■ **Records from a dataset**
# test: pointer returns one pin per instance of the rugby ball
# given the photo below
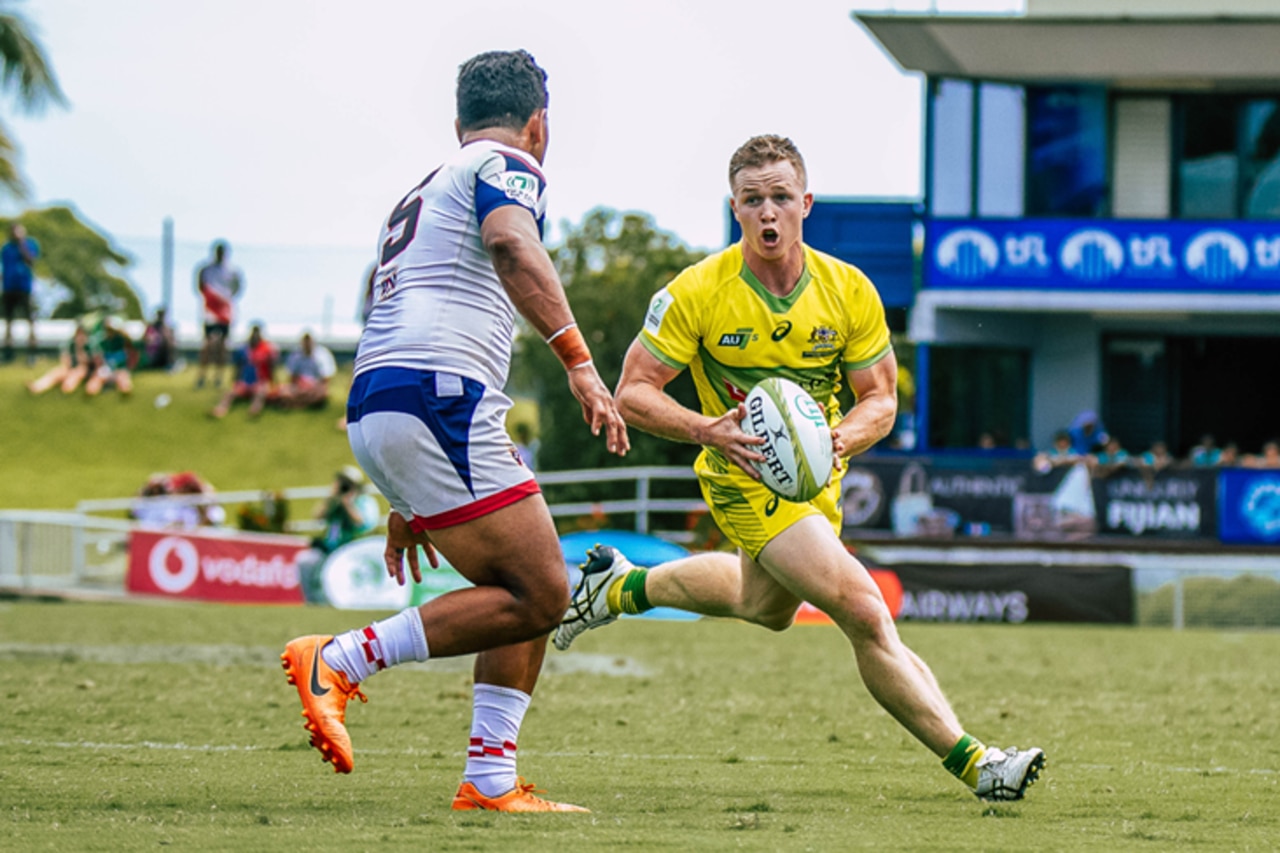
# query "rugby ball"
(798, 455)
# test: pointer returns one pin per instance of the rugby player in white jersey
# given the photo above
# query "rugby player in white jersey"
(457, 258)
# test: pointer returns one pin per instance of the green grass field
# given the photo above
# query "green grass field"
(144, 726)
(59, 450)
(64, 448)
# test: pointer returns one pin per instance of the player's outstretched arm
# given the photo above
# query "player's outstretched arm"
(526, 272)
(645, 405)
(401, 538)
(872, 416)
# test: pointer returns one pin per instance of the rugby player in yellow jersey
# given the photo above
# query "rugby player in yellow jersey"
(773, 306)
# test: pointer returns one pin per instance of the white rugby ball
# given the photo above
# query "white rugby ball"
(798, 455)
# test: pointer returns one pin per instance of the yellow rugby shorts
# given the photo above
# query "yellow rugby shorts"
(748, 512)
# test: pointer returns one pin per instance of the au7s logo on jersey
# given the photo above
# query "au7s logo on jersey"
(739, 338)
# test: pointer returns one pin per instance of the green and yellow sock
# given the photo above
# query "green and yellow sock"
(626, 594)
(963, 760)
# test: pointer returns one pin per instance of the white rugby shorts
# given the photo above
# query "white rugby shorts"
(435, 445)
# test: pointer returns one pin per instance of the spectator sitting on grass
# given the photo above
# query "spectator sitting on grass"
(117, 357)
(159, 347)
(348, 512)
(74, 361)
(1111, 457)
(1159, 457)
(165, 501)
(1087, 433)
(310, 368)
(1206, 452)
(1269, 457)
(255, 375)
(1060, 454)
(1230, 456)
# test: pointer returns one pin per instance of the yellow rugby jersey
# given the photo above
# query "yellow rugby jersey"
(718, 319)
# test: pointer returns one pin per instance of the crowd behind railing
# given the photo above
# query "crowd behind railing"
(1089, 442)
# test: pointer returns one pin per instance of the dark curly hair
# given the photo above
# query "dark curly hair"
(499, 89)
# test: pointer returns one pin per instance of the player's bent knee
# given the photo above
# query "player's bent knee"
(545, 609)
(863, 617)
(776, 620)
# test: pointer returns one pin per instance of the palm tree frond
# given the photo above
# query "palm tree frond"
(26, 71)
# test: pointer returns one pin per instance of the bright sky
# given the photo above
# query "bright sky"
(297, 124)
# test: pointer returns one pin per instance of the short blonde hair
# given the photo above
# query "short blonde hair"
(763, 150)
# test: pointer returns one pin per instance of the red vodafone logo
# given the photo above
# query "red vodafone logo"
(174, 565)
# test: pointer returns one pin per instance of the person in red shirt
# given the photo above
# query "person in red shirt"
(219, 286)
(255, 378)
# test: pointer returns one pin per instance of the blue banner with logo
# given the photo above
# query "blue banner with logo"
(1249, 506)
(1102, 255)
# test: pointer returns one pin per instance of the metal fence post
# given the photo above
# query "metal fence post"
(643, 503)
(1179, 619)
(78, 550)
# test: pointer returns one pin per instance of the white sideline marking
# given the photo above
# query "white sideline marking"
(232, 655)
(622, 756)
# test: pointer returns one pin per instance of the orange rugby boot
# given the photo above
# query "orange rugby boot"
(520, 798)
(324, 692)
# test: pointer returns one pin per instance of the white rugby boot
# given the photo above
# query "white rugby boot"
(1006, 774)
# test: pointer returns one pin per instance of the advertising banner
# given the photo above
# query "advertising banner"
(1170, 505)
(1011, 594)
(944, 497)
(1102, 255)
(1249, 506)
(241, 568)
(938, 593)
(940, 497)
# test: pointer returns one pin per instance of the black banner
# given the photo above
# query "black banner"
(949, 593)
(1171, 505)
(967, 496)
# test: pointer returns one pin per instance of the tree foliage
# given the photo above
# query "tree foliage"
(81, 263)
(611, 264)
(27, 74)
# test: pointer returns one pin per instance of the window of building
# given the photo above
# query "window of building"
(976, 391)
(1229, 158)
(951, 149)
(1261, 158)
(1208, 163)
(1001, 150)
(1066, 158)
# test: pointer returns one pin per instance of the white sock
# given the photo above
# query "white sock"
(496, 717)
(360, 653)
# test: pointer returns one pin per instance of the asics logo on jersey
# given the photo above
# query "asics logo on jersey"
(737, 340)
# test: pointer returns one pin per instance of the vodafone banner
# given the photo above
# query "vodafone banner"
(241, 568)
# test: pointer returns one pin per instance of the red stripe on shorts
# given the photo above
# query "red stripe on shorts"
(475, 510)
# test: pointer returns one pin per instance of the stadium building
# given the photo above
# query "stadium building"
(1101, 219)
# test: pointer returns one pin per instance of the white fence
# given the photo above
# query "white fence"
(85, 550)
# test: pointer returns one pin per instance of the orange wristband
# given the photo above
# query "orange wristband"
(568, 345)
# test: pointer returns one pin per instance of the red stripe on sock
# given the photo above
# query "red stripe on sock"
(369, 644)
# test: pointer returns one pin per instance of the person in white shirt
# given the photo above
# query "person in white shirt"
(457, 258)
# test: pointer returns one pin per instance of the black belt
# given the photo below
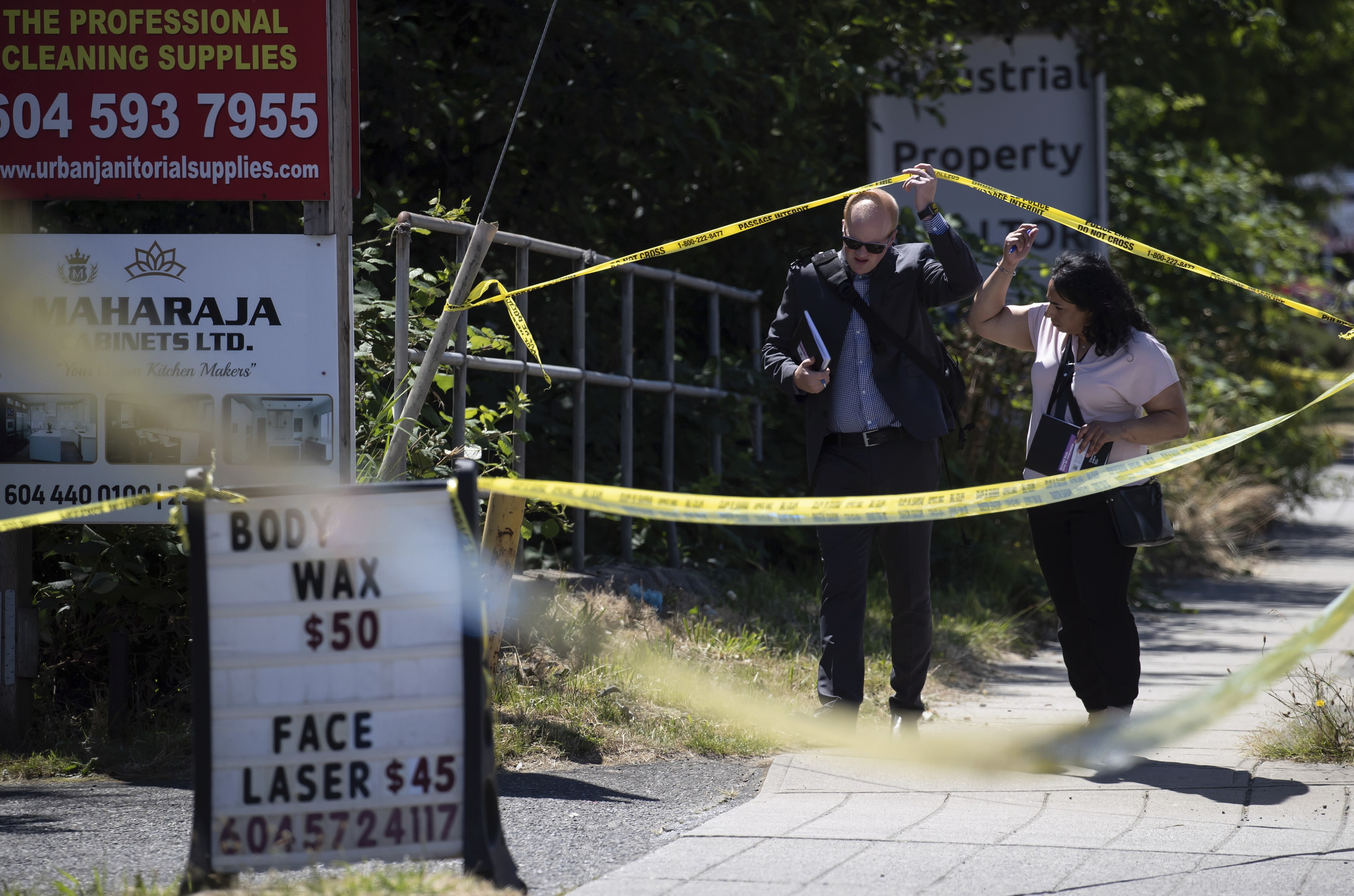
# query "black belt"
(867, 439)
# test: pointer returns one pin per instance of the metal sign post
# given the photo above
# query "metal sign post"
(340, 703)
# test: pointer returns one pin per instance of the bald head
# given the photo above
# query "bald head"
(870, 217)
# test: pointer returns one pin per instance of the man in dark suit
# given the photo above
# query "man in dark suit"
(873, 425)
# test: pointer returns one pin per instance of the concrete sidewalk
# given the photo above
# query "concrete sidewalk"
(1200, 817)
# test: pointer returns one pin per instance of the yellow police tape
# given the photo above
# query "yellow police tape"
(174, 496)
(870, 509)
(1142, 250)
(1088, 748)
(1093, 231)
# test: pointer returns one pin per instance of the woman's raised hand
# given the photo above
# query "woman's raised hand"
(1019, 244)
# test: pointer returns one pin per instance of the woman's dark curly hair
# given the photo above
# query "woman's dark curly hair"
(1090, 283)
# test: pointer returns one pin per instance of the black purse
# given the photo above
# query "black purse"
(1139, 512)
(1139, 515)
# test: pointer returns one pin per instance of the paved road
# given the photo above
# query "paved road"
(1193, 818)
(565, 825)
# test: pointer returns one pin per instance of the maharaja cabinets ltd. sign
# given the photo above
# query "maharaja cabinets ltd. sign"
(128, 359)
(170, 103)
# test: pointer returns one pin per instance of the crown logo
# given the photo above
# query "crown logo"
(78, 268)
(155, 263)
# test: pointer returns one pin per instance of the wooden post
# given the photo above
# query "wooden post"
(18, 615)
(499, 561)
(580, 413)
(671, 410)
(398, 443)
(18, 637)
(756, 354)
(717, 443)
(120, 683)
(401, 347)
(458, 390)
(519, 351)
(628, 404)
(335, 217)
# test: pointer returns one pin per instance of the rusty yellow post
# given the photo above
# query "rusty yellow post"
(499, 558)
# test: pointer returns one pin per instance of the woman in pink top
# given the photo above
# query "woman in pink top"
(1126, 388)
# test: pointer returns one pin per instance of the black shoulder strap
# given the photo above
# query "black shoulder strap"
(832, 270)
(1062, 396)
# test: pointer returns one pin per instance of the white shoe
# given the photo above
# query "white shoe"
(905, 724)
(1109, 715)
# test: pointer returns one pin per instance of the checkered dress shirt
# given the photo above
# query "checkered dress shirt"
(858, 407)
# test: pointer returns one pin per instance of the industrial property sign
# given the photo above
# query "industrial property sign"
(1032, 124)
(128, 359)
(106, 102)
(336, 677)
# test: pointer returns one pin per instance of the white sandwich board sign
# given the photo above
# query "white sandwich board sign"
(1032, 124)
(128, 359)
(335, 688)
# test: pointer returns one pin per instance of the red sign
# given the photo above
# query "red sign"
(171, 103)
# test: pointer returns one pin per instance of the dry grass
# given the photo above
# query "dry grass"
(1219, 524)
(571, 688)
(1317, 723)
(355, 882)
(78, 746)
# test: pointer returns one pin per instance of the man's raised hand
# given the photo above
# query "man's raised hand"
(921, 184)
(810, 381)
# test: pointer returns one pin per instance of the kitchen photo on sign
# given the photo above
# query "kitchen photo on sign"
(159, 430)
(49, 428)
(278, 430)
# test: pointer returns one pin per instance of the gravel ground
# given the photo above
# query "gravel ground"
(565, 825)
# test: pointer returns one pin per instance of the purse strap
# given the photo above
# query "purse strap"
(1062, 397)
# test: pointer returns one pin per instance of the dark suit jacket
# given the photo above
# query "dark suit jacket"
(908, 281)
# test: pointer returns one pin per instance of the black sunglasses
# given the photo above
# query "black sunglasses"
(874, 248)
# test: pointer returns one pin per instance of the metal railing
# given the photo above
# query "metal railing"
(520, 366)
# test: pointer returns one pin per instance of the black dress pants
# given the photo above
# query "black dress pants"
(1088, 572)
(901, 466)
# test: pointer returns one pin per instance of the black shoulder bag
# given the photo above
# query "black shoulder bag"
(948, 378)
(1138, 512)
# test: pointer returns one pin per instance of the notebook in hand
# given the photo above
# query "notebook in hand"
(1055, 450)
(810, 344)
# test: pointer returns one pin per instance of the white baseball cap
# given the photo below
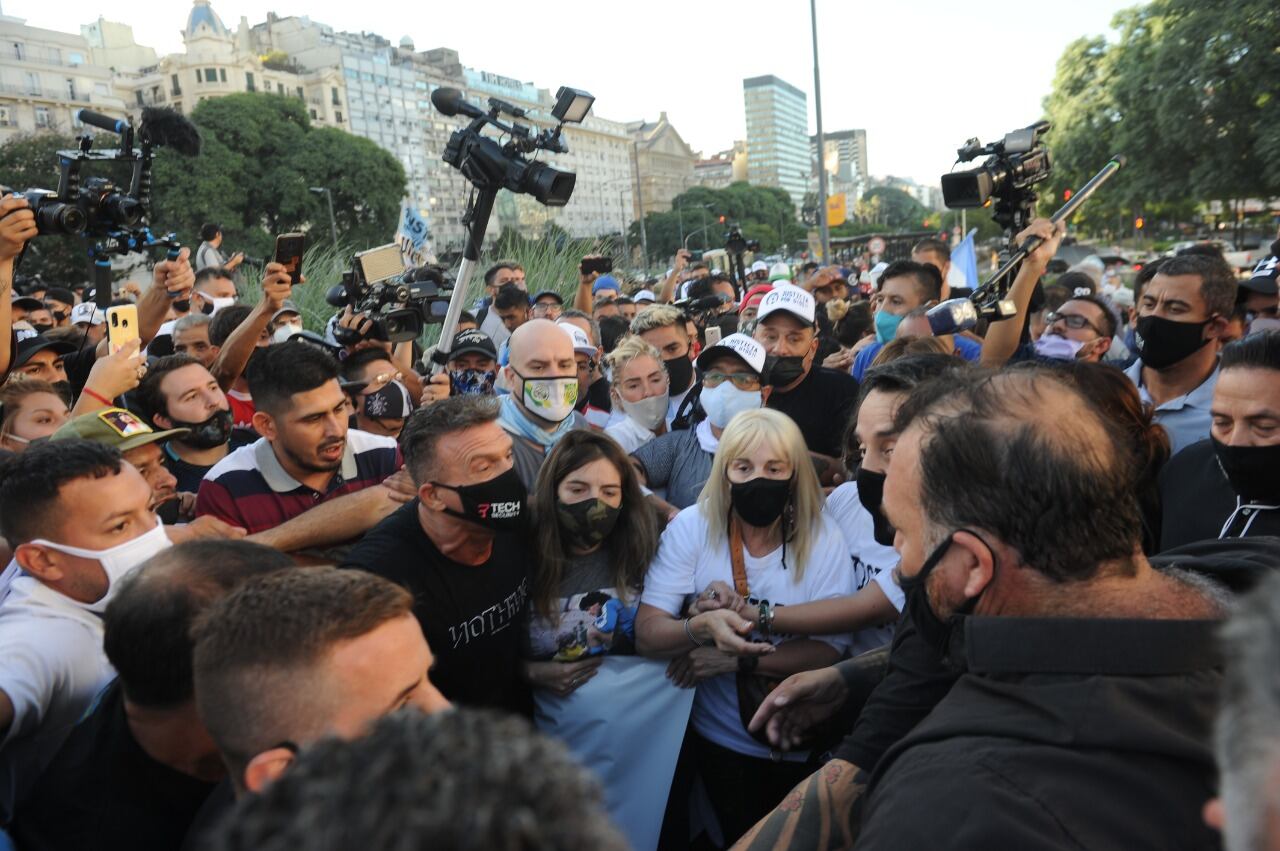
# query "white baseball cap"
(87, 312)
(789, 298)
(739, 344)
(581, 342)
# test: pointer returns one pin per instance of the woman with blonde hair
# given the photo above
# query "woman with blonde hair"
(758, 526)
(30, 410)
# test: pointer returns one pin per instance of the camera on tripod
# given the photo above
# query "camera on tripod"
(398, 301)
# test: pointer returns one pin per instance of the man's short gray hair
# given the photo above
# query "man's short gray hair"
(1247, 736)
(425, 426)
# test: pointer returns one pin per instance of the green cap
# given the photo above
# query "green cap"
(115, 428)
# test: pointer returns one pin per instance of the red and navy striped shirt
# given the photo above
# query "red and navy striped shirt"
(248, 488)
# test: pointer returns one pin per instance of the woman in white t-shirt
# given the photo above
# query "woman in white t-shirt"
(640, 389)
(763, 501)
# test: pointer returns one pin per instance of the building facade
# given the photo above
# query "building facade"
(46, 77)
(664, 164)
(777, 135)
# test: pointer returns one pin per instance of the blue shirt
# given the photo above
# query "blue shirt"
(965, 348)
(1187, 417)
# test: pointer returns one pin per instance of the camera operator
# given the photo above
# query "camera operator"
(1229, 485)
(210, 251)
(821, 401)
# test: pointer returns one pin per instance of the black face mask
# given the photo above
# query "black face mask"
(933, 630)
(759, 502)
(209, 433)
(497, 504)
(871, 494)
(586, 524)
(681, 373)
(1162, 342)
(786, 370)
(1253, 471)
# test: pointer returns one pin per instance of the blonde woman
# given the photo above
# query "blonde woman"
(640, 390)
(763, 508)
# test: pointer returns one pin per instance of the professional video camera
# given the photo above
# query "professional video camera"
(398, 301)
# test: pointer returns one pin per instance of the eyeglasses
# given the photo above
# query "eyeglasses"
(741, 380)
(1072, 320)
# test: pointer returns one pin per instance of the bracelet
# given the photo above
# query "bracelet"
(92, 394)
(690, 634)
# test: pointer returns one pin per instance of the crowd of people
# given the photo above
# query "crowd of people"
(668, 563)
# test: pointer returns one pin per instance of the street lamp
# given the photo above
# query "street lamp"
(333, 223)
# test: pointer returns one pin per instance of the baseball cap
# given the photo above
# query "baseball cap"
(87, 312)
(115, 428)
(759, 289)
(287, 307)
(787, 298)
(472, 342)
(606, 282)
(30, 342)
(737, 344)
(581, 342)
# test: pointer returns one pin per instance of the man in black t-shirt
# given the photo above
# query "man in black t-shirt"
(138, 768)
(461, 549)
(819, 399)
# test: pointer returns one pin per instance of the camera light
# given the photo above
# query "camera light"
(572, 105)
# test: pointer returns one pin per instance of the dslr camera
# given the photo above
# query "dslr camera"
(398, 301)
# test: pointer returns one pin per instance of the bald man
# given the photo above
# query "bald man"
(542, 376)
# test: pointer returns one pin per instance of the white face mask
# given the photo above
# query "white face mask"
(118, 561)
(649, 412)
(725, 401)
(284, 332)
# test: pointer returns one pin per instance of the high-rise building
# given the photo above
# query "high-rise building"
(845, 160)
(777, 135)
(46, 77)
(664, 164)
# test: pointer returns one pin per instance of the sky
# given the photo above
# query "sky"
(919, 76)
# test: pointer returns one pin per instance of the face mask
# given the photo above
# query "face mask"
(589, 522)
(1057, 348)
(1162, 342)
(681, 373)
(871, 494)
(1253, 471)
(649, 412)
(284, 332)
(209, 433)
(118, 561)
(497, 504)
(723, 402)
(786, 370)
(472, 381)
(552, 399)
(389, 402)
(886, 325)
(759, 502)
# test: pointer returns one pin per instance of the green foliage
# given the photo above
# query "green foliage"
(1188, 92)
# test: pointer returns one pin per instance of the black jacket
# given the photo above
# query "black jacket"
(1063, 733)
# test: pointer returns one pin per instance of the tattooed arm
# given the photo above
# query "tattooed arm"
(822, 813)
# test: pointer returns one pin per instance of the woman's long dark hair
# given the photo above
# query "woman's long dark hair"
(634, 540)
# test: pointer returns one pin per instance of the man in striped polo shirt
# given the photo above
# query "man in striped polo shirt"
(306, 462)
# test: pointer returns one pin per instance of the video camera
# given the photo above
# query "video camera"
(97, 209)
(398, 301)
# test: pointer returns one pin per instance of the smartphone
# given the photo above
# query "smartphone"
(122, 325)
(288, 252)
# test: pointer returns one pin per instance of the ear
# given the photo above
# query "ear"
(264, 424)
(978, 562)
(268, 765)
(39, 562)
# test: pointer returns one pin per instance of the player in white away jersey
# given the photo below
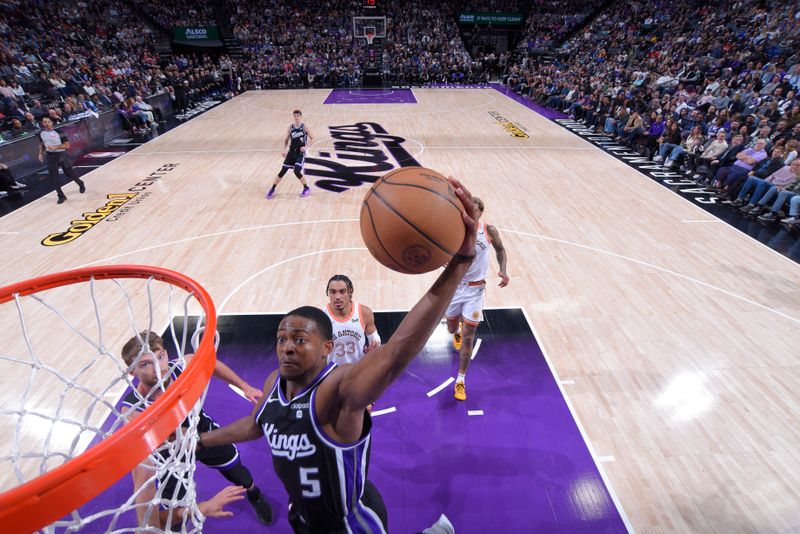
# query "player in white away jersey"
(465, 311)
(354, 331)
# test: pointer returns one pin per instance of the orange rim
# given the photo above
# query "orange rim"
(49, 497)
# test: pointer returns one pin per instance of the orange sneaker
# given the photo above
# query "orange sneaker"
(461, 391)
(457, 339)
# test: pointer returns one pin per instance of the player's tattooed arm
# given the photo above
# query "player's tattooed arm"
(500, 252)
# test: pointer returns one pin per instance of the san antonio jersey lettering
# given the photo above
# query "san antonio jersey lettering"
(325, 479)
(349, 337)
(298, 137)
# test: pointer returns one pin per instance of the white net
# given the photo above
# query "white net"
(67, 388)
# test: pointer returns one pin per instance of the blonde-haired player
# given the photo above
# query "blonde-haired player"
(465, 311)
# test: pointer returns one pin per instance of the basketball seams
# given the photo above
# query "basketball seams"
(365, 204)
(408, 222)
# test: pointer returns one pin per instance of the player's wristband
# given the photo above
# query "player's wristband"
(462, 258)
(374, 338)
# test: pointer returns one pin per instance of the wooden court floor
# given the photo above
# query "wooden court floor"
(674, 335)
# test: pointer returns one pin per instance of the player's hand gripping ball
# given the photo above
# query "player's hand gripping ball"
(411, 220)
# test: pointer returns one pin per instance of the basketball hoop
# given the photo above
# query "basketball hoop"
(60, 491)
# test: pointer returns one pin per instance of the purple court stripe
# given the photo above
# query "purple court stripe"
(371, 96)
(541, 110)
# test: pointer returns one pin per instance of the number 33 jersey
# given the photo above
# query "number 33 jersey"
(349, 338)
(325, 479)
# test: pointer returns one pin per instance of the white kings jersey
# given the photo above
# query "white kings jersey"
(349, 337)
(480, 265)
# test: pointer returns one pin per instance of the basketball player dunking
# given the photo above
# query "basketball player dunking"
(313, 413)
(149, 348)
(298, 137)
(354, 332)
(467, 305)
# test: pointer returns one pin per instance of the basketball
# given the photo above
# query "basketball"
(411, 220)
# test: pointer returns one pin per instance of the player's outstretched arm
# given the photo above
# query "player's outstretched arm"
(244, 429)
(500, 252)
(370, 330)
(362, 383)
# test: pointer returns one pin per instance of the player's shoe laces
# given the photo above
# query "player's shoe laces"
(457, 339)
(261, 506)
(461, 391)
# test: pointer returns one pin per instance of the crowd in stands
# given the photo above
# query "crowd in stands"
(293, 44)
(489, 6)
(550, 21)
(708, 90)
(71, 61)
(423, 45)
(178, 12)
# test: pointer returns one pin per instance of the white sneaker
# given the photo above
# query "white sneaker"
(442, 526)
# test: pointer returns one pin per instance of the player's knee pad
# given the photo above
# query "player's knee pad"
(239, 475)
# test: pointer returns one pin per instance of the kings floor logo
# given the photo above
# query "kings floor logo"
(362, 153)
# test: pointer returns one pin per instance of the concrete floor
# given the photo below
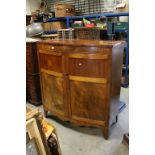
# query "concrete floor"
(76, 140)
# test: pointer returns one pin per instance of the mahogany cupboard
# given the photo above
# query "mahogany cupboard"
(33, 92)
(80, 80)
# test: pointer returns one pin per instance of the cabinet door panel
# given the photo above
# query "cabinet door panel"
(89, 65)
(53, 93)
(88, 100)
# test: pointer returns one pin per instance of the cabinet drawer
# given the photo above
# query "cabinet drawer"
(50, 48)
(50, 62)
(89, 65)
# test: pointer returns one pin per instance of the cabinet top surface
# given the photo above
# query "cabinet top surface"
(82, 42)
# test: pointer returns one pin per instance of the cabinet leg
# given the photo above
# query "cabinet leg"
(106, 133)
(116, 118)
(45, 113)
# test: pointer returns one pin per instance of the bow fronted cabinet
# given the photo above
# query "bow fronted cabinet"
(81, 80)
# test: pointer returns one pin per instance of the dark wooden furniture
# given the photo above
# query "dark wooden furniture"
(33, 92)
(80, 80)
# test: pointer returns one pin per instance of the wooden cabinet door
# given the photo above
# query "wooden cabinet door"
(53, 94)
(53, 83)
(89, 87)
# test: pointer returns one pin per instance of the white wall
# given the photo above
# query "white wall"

■ **REQUIRED WORK**
Output only an exact transcription of the lines above from the one with "# test: pointer returns one pin per instance of the building" up to and including the one with "the man in black t-shirt".

■ **RESULT OF THIS TASK**
# test: pointer returns one pin per instance of the building facade
# given the photo above
# query "building facade"
(46, 77)
(664, 164)
(777, 135)
# test: pointer returns one pin per instance of the blue shirt
# given the photo above
# query "blue shirt"
(965, 348)
(1187, 417)
# test: pointer returns one pin per instance of the camera operator
# given the photo above
# query "camera operator"
(1229, 485)
(210, 251)
(821, 401)
# test: pointer returns one pin per instance of the black face mask
# given the photo above
# query "black face mask"
(933, 630)
(759, 502)
(209, 433)
(497, 504)
(871, 494)
(586, 524)
(681, 373)
(1162, 342)
(786, 370)
(1253, 471)
# test: pointer returns one pin per instance of the blonde woman
# given the photo above
# query "blonde woman"
(640, 390)
(763, 508)
# test: pointer returns one pin per instance of the professional video camera
# given the photo above
# query "professional video camera"
(398, 301)
# test: pointer returns one pin per instance of the eyeglasses
# given the photo above
# query "eyeglasses"
(741, 380)
(1072, 320)
# test: pointer returns one pin per instance of the bracelet
# given the photo above
# query "bracelet"
(92, 394)
(690, 634)
# test: pointer returns one pin per instance of the crowd of people
# given the photo above
# query "crowd of people"
(668, 563)
# test: pointer returns one pin per instance of the street lamp
# given the photo above
# query "street lamp"
(333, 223)
# test: pointer returns one pin per instance of the baseball cap
# given the photo above
# query "baseball cap"
(87, 312)
(115, 428)
(759, 289)
(287, 307)
(787, 298)
(472, 342)
(606, 282)
(30, 342)
(737, 344)
(581, 342)
# test: pointer returns one pin per instance of the man in black t-shirt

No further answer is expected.